+++ DATA TO EXAMINE +++

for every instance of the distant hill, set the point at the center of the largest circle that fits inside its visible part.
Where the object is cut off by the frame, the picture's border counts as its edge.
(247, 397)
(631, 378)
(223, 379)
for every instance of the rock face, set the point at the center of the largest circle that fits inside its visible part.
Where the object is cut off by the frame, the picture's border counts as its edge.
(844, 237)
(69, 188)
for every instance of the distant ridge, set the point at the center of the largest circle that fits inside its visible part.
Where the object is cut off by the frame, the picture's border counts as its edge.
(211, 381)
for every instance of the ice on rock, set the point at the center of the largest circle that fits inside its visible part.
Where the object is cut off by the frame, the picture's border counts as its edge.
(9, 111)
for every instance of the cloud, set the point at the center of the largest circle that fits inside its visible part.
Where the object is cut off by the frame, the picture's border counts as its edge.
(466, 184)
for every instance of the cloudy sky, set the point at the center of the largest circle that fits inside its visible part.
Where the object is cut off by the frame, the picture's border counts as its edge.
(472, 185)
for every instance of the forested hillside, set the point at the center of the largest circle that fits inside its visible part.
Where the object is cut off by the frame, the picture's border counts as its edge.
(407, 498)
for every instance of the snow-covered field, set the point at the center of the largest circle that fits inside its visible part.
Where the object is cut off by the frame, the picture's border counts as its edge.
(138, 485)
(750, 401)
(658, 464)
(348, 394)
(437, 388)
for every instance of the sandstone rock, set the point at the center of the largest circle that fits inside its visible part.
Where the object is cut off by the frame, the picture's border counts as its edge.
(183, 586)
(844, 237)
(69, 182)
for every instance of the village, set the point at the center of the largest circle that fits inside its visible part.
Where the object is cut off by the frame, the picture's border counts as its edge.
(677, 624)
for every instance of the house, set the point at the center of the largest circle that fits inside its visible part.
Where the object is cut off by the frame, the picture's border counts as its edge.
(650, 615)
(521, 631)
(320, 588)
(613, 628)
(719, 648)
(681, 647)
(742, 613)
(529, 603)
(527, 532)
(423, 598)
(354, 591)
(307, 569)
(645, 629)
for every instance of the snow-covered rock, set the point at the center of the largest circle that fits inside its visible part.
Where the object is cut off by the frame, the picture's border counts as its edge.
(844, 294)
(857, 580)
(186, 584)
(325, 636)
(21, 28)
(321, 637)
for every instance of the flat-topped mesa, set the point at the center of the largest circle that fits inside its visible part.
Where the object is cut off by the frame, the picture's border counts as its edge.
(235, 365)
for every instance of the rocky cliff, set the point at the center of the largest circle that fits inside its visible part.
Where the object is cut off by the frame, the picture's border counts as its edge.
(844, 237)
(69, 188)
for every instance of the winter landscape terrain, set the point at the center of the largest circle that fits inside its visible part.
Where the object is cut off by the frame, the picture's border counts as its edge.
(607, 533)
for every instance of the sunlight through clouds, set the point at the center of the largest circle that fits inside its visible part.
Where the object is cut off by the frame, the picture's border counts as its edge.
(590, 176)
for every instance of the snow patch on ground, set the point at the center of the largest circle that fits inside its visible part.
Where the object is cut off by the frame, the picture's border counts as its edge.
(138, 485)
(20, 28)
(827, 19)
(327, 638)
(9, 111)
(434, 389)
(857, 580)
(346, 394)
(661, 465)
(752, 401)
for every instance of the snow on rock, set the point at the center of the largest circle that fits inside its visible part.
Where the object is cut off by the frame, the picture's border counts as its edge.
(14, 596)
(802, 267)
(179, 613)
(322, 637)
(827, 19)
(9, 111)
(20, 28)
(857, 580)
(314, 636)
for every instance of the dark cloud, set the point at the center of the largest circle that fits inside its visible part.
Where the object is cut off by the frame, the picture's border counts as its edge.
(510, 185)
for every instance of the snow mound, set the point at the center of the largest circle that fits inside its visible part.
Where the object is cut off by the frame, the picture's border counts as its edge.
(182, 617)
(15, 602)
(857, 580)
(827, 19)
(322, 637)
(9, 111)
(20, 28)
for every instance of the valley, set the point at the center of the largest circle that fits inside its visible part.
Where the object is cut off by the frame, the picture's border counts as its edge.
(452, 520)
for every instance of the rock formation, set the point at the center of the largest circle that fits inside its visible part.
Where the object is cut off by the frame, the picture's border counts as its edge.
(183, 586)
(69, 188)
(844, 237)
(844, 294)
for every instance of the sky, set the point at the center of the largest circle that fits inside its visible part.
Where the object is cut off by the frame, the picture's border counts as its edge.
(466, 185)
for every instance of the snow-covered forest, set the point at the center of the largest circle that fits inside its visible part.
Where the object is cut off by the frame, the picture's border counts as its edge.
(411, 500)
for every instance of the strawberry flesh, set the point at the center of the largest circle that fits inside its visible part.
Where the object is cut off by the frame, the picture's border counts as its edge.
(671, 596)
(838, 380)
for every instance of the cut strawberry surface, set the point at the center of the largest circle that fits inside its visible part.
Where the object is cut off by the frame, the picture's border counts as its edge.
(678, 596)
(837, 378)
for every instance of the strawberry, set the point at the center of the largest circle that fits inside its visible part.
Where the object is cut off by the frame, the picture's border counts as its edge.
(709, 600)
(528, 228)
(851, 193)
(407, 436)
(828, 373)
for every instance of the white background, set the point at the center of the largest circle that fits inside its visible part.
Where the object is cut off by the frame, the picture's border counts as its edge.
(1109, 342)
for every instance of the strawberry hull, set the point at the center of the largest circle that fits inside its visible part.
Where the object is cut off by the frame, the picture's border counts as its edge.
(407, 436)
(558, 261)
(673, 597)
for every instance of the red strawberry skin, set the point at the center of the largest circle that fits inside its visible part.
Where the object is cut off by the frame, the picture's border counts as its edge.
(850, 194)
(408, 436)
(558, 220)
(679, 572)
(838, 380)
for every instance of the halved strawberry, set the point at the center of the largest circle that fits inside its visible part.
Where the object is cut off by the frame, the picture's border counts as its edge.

+++

◆ WHAT TO WORK ON:
All lines starting at the one holding "for every instance of the red" and ending at the last line above must be output exactly, and no other line may appear.

◆ YOUR RESPONSE:
for every instance of the red strawberry skin, set the point at the center of the largest circle that fits inside its visible part.
Where the object is cut off by the frame, the picture's border counts as its edge.
(850, 194)
(408, 436)
(558, 220)
(679, 572)
(838, 380)
for every instance of the halved strawberry, set the point at the center of the largest circle that fits inside its visible part.
Where the object is cut off by the frame, the picture's border counts as its edge.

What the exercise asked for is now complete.